- [GOAL OF THE EXERCISE]: Begin with the line that contains "Target: flat roof building" and transcribe each line after it, up to and including the last line of the listing below.

◆ ◆ ◆ ◆ ◆

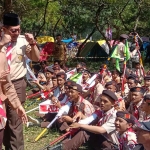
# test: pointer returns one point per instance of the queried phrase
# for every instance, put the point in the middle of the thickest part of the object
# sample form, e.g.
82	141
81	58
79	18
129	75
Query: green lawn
31	133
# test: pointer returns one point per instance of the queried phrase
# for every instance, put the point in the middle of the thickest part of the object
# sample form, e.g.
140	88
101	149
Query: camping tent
94	50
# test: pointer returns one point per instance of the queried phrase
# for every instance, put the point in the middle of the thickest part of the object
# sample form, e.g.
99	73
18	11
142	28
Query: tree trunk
80	47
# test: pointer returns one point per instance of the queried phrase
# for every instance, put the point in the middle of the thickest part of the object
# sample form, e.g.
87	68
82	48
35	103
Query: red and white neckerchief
147	117
65	100
3	118
9	54
124	139
136	112
75	107
104	118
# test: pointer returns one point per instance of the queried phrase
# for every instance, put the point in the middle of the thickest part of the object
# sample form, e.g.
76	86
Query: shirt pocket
19	56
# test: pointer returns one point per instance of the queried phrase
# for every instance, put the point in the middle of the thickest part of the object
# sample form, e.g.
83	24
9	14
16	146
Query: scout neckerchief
9	54
3	118
124	138
136	112
75	107
105	117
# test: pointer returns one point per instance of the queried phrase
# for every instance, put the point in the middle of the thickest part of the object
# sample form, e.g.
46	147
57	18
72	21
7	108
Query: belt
17	79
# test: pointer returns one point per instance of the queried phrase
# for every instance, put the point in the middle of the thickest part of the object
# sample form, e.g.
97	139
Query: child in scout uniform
143	135
116	76
125	134
61	79
85	77
132	81
94	134
145	107
112	86
105	74
138	71
95	91
78	104
137	94
147	84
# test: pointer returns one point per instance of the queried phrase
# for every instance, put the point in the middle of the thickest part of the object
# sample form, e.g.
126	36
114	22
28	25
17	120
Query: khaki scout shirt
7	89
18	64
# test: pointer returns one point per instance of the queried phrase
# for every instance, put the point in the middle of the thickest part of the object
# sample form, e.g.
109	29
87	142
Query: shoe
29	124
33	120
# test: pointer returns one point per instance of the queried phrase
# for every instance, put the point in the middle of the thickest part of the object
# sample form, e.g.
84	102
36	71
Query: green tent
93	49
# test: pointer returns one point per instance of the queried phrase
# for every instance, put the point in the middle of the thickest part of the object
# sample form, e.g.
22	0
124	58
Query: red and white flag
47	107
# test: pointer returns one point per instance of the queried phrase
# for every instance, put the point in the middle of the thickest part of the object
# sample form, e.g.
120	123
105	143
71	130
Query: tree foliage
78	17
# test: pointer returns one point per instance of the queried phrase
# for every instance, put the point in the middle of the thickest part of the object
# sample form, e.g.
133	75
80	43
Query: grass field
32	132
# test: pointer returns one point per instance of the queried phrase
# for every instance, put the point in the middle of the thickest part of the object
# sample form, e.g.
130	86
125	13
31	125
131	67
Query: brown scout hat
62	75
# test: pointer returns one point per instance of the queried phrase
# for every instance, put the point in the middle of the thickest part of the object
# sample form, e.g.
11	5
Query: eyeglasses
13	30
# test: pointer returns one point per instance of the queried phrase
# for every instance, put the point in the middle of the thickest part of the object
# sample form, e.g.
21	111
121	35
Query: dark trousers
13	133
1	138
81	137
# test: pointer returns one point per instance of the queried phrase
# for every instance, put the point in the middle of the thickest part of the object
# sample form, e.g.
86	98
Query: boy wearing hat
125	134
112	86
94	134
116	76
8	95
137	94
78	104
145	107
15	48
54	81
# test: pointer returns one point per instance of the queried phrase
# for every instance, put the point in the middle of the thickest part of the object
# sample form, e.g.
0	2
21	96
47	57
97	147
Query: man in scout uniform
59	51
125	134
61	79
78	104
137	94
105	74
132	82
112	86
116	76
138	71
145	107
121	50
7	92
143	135
94	134
15	50
147	84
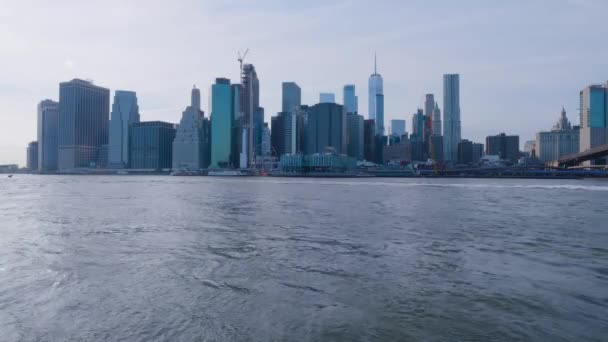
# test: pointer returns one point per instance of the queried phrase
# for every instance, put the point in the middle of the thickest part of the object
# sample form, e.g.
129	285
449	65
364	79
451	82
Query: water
127	258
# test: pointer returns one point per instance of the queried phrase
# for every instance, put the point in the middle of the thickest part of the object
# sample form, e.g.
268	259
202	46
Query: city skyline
523	79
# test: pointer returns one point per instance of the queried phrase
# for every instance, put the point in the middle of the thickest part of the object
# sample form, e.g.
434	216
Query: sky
519	61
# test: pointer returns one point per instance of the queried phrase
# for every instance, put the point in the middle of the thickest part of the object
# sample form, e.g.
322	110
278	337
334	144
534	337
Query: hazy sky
519	61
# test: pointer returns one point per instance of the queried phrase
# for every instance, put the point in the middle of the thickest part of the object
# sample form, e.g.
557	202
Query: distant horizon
513	78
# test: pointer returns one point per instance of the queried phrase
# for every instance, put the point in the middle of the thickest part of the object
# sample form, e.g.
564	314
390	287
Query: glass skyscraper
451	116
84	110
125	112
48	121
222	122
350	99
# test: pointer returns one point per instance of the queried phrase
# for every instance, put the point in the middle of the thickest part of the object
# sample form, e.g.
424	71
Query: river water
159	258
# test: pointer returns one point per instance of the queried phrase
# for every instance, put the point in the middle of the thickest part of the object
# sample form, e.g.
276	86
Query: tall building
223	119
125	112
355	135
191	143
327	98
350	99
379	114
369	140
504	146
84	111
325	128
375	87
451	116
436	120
562	140
48	123
151	145
32	156
292	97
250	102
397	128
594	118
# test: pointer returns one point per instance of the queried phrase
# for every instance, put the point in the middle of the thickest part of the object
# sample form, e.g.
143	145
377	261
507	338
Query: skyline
525	77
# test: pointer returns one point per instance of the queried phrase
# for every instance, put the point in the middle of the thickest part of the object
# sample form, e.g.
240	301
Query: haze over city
519	62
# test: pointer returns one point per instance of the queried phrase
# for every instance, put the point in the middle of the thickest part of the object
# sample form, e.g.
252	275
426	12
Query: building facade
451	116
151	145
125	112
562	140
48	125
504	146
84	110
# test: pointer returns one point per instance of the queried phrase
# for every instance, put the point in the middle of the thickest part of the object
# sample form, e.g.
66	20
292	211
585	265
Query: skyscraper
451	116
191	138
222	121
327	98
350	99
84	111
125	112
436	120
375	87
292	97
48	121
593	117
397	128
250	102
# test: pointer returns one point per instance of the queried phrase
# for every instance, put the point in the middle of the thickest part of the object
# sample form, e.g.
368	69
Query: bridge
577	158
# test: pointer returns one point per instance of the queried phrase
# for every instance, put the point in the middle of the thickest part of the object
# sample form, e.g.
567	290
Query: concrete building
594	119
505	146
327	98
223	120
191	143
325	127
151	145
397	127
48	125
355	133
292	97
351	102
32	156
451	116
125	112
562	140
84	111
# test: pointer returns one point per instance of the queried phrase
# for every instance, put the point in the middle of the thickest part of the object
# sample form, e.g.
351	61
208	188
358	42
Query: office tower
562	140
375	85
84	111
266	140
48	123
191	138
250	102
451	116
292	97
327	98
355	139
151	145
32	156
223	116
369	140
350	99
504	146
594	118
325	128
277	137
397	128
379	114
125	112
436	123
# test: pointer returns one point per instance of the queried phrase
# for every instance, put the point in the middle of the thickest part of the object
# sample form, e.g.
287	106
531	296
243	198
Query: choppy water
126	258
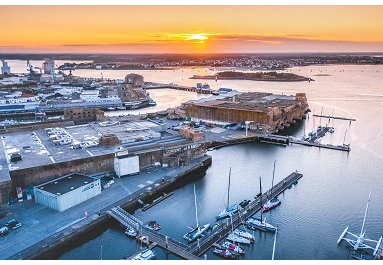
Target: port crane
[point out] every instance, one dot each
(360, 242)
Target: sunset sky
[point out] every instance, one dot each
(191, 28)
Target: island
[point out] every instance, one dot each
(258, 76)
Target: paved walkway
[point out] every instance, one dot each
(40, 222)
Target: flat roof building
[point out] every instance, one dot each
(65, 192)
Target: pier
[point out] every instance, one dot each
(193, 251)
(327, 146)
(334, 117)
(160, 199)
(178, 87)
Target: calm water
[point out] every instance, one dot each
(331, 195)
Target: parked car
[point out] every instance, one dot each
(13, 224)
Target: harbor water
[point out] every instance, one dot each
(331, 195)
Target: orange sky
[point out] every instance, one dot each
(191, 29)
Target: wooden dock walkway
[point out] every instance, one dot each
(287, 140)
(193, 251)
(328, 146)
(237, 219)
(160, 199)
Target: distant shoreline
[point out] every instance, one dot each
(259, 76)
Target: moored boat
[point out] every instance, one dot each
(238, 239)
(255, 223)
(130, 232)
(224, 253)
(227, 212)
(199, 230)
(153, 225)
(271, 204)
(233, 247)
(244, 234)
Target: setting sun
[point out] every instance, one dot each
(197, 37)
(175, 29)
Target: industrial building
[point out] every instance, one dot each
(65, 192)
(264, 111)
(32, 157)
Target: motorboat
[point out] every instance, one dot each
(238, 239)
(224, 253)
(244, 234)
(153, 225)
(233, 247)
(146, 254)
(130, 232)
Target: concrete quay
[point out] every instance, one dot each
(45, 230)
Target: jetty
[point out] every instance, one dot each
(178, 87)
(193, 251)
(334, 117)
(160, 199)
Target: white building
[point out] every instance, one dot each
(89, 95)
(5, 69)
(65, 192)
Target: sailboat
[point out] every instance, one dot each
(274, 202)
(275, 240)
(230, 210)
(255, 223)
(199, 230)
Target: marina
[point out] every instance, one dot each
(193, 251)
(348, 170)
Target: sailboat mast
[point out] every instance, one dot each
(272, 182)
(275, 239)
(196, 209)
(344, 139)
(228, 190)
(260, 192)
(365, 214)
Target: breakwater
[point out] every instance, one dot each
(87, 229)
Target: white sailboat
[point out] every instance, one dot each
(230, 210)
(255, 223)
(274, 202)
(361, 241)
(275, 240)
(199, 230)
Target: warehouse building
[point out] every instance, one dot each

◆ ◆ ◆ ◆ ◆

- [SOLVED EXERCISE]:
Target: flat roof building
[point out] every instance, one dot each
(65, 192)
Target: pier
[point out] every instance, one dot each
(193, 251)
(327, 146)
(334, 117)
(160, 199)
(178, 87)
Target: calm water
[point out] every instance, one dot each
(331, 195)
Target: parked car
[point out] every instance, one dot each
(13, 224)
Target: harbor water
[point out] every instance, one dot each
(331, 195)
Target: orange sky
[point out] every instance, one dot each
(191, 29)
Target: wooden dock walkway
[point out] every instance, one dot each
(287, 140)
(193, 251)
(328, 146)
(237, 219)
(160, 199)
Target: distant shoreline
[point out] every instance, one dot each
(259, 76)
Target: moored boat
[point out] every instance, one dot each
(238, 239)
(255, 223)
(130, 232)
(224, 253)
(227, 212)
(199, 230)
(153, 225)
(271, 204)
(233, 247)
(244, 234)
Target: setting sun
[point out] every instance, one dot each
(197, 37)
(175, 29)
Target: industrial building
[point out] every instance, one dot each
(65, 192)
(264, 111)
(32, 157)
Target: motorboat
[point out] every instance, one dot each
(238, 239)
(224, 253)
(244, 234)
(153, 225)
(233, 247)
(146, 254)
(130, 232)
Target: concrete quay
[point out] every instance, one dot each
(45, 230)
Target: jetty
[point out] every instance, one dot each
(178, 87)
(193, 251)
(334, 117)
(160, 199)
Target: white building
[point out] every instance, one dot each
(89, 95)
(5, 69)
(65, 192)
Target: sailboat
[point out] every instance, one dot each
(274, 202)
(275, 240)
(230, 210)
(255, 223)
(199, 230)
Target: marina
[point out] every instance, one dot each
(193, 251)
(348, 170)
Target: sailboat mast
[point out] every instance, one dot each
(272, 182)
(275, 239)
(196, 209)
(344, 139)
(228, 190)
(260, 192)
(365, 214)
Target: breakwater
[point out] every instance, one dot each
(87, 229)
Target: white sailboat
[point out] every instance, one dot each
(230, 210)
(255, 223)
(274, 202)
(361, 241)
(275, 240)
(199, 230)
Target: warehouse building
[point out] every instance, one dot each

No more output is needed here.